--- Passage to read ---
The example makes use of three REPP operators (these are the at sign ‘@’, the colon ‘:’, and the exclamation point ‘!’, i.e. the character in column zero of actual rules) and the convention used for comments (lines starting with a semicolon ‘;’ in column zero). Furthermore, empty lines are ignored by the REPP reader. Besides these three operators (not counting the comment marker), the following are valid REPP operators and are discussed in more detail below: the hash mark ‘#’ (for group formation), the left angle bracket ‘<’ (for file inclusion), and the right angle bracket ‘>’ (for group calls).

REPP Syntax

In the following, we will refer to a collection of pre-processing rules as a REPP instance, or sometimes simply as a REPP. In the example above, there are three rules, one for each line starting with the exclamation point operator ‘!’ in column zero. The colon operator ‘:’ does not specify a string re-writing rule, but rather the pattern used to break up the string (after re-writing) into a sequence of tokens; there cannot be multiple usages of ‘:’ within one REPP module, and the active tokenization pattern must be defined in the top-level module. Finally, the at sign operator ‘@’ records REPP meta-information, exclusively used for versioning. Like ‘:’, there can be at most one ‘@’ declaration in each module, but whether it is provided or not has no bearing on actual processing.

REPP files use a simple, line-oriented format with relatively rigid syntax. Non-empty lines must start with a valid REPP operator in column zero. The operator is immediately followed by one or more operands, i.e. the first operand starts from column 1. The exclamation point operator ‘!’ is the central element of string-level rewriting. Each ‘!’ rule provides two operands, a search pattern and a replacement pattern. Both patterns are regular expressions (REs; see below for the exact RE syntax used in REPP), and the ‘!’ operator is the REPP equivalent of the ‘s’ command in text processing tools like sed(1) and perl(1). The first operand seeks to match a sub-string of input; when matching succeeds, the corresponding sub-string is deleted from the input, and the replacement operand of the rule is inserted in its place. In other words, REPP ‘!’ rules are string rewrite rules, and we can think of the search operand as the left-hand (or input) side of each rule, and of the replacement operand as the right-hand (or output) side. Operands in REPP rules are separated by one or more tabulator characters, i.e. the REPP reader applies the regular expression /\t+/ (where, conventionally, we use slashes to delimit regular expressions in running text) to the string following the operator (everything starting from column 1) to extract multiple operands. For the first ‘!’ rule in our example above, thus, the left-hand side RE is /^(.+)$/, and the right-hand side /▁\1▁/.

--- Aim of the exercise ---
Sum up the passage on REPP syntax in two sentences. The material that comes next has nothing to do with the text above.

--- Data section ---
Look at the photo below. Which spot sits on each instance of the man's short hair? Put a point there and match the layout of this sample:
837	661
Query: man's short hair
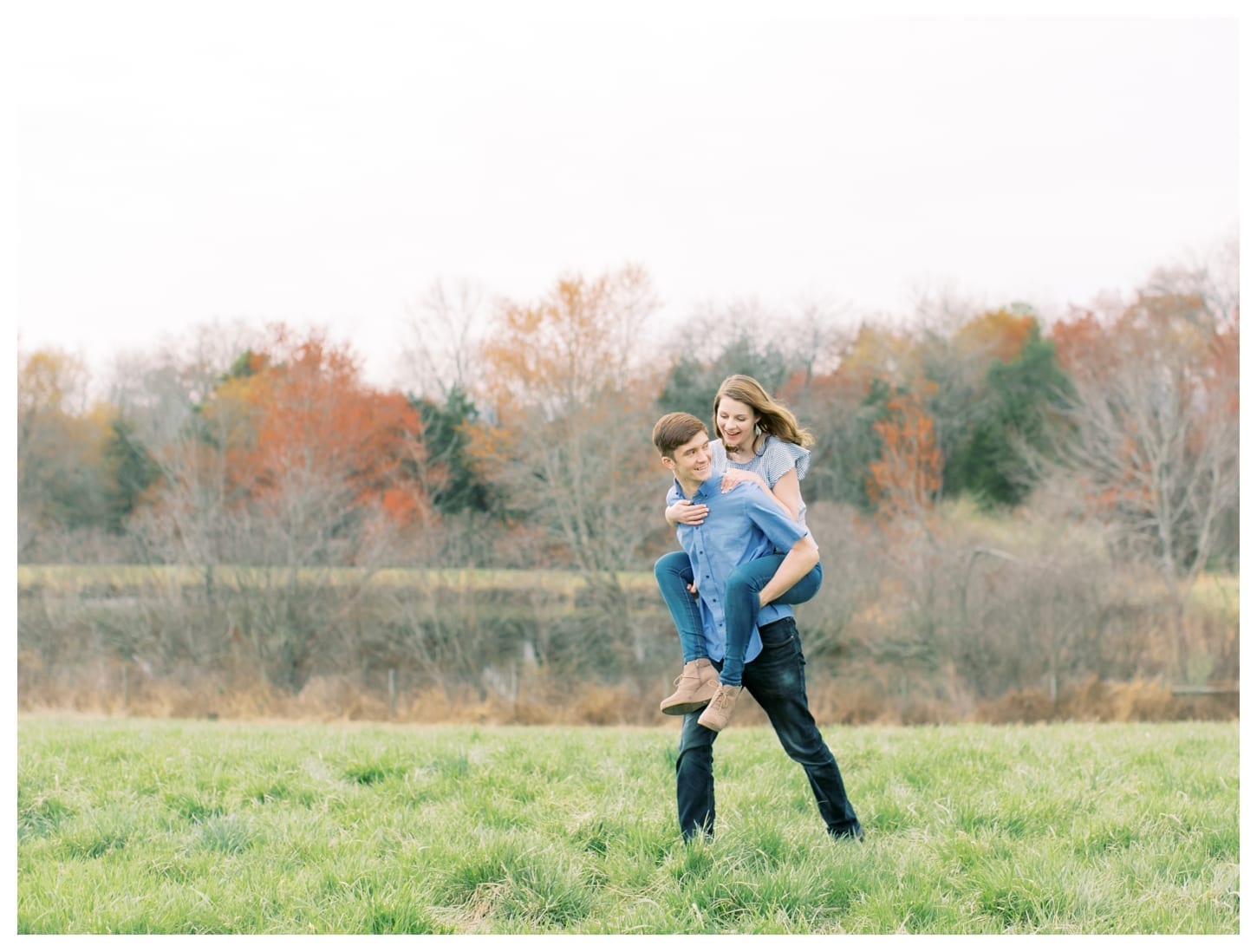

--- Answer to this task ---
REPP files use a rigid, line-oriented format in which every non-empty line starts with an operator in column zero, such as '!' for string rewrite rules, ':' for the pattern that splits the string into tokens, and '@' for versioning meta-information. Each '!' rule gives a search pattern and a replacement pattern as regular expressions separated by tab characters, and it works like the 's' command in sed and perl.